#### [TASKS AND EXERCISES]
- A) In the blog post on system identification, what are the simplest black-box prediction models called, and what method can be used to fit them?
- B) Extend the blog post on system identification, picking up right after its final sentence.

* Start READING PASSAGE *

Small World Models
How much do you need to know about a system to control it?
This is a live blog of Lecture 6 of my graduate seminar “Feedback, Learning, and Adaptation.” A table of contents is here.
The backbone of control engineering is the assumption of a reasonably reliable, reasonably simple dynamical system with inputs and outputs. We have to believe that the behavior of the thing we want to steer is consistent enough so that whatever we design in the lab will work on the road.
Now, what exactly do I need to know about this reliably consistent dynamical system to get it to do what I want to do? You want a model of the system that is rich enough to describe everything you might ever see, but small enough so that you can computationally derive control policies and, perhaps, performance guarantees. Simpler system descriptions yield simpler state-estimation and control-design algorithms, both online and offline. What’s the right balance between modeling precision and simplicity? This is the question of system identification.
System identification is the natural place where machine learning and statistics meet control engineering. You need to either estimate parameters of models you believe are true or build predictions of how the system will respond to a string of inputs. What sorts of statistical infrastructure you need varies on your control engineering task
Sometimes you really believe that for all intents and purposes, the system behavior is captured by simple differential equations. An object falling in space without friction will obey Newton’s laws. To identify this system, you just need to measure the object’s mass. Easy peasy.
For more complicated mechanical systems, like quadrotors or simple, slow-moving wheeled vehicles, you still can get away with relatively simple modeling where the geometry of the problem gives you a nice differential equation with a few parameters determined by the build of your drone. In these cases, where you don’t need particularly high performance, you need only break out the ruler to scale to guestimate all of the parameters.
Sometimes you can’t determine the parameters from simple measurements, as environmental conditions dictate their values. For example, coefficients of friction might depend on temperature and the particulars of the flooring. Now you can find the parameters by repeatedly testing your system and running a nonlinear regression to minimize the input-output error.
As your problem gets even more complicated, maybe you don’t want to bother building a sophisticated simulator and would be perfectly fine with a “black-box” prediction of outputs from inputs. We’ve developed a zoo of methods to do this sort of prediction. The simplest are the “ARMAX” models, which predict outputs as a linear combination of the past inputs and outputs. You can fit these using least squares. If you want to be fancy, you can even compute nice “state-space” models from these linear ARMAX models, using a family of methods that are called subspace identification. This will yield smaller models and simplify your control synthesis problem.
On the other hand, you can go in a completely different direction and make your time-series predictor nonlinear. You can use a neural network to predict the next output from your history. If you want to get extra fancy, throw a transformer at the problem. I’m sure this will work great and build the best simulator without knowing anything about the problem at all.
So what’s the right level of modeling granularity for your problem? I don’t have a clear answer. In optimal control, the better your estimate, the better your performance. But maybe you care about the minimal amount of information you need to control something. How much is it?
You might think none. We’ve seen in class already that two systems that look completely different in open loop look the same in closed loop. Feedback can correct modeling errors. The simplest example is
Input u[0]=1, and the “x” variable goes to infinity, but the “z” variable goes to zero. However, under the negative state feedback rule “u[t]=-x[t]”, the systems are identical
which both quickly converge to zero.

* End READING PASSAGE *
* Start LISTED ENTRIES *

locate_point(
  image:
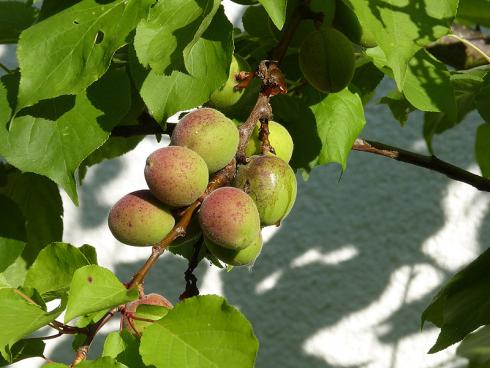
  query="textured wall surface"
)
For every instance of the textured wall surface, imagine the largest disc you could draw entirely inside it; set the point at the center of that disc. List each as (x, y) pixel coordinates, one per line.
(343, 281)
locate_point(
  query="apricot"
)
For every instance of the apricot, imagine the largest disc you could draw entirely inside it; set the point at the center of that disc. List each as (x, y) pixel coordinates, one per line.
(151, 306)
(242, 257)
(209, 133)
(227, 96)
(279, 138)
(229, 218)
(177, 176)
(272, 185)
(140, 219)
(326, 59)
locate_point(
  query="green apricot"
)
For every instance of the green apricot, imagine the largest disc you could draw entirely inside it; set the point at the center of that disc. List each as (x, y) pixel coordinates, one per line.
(347, 22)
(177, 176)
(151, 307)
(327, 60)
(279, 138)
(272, 185)
(209, 133)
(226, 96)
(229, 218)
(243, 257)
(140, 219)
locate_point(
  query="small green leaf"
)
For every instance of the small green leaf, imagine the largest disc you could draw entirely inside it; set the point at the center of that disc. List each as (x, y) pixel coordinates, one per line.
(399, 106)
(462, 305)
(482, 148)
(20, 318)
(53, 269)
(173, 27)
(23, 349)
(67, 52)
(53, 137)
(200, 332)
(427, 85)
(124, 347)
(94, 288)
(401, 28)
(14, 18)
(476, 347)
(323, 131)
(207, 61)
(276, 10)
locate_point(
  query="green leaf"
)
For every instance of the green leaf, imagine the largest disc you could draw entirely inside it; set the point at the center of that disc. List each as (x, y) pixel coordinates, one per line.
(476, 347)
(14, 18)
(94, 288)
(482, 148)
(104, 362)
(20, 318)
(12, 232)
(53, 269)
(124, 347)
(203, 331)
(427, 85)
(53, 137)
(398, 105)
(324, 131)
(40, 202)
(276, 10)
(401, 28)
(65, 53)
(207, 61)
(467, 87)
(23, 349)
(463, 304)
(173, 27)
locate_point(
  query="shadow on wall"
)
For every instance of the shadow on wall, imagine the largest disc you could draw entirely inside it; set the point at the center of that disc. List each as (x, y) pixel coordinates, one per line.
(349, 270)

* End LISTED ENTRIES *

#### [PER-TASK ANSWERS]
- A) They are ARMAX models, and they can be fit using least squares.

- B)
Negative feedback is powerful and can drive solid performance in the face of huge model uncertainties. If you simply care about robust tracking or homeostatic behavior, perhaps you can get away with the most minimal system identification. Unfortunately, it’s not quite that easy. You can have two systems that look the same in open loop but have completely different closed-loop behavior. Karl Astrom has a relatively simple example that I described in an earlier post. There, one system has a filter between the controller and the state that slightly attenuates the frequencies needed to stabilize the system.
Now the question is whether Astrom’s pathological counterexample—where two systems look similar in open loop simulation but are catastrophically different under feedback—is indicative of widespread problems. Probably not. I’m not convinced that you have to learn sophisticated robust control for most small-scale robotics demos. (Sorry, John, though complex aerospace systems are certainly another story). I think the takeaway from Astrom’s examples is that your model should represent the sorts of disturbances and signals you should see out in the world. And it should be cognizant of the fact that you are going to use the model in a closed-loop, so you have to understand whether there are delays and noise between the actuation signal and the actuation action.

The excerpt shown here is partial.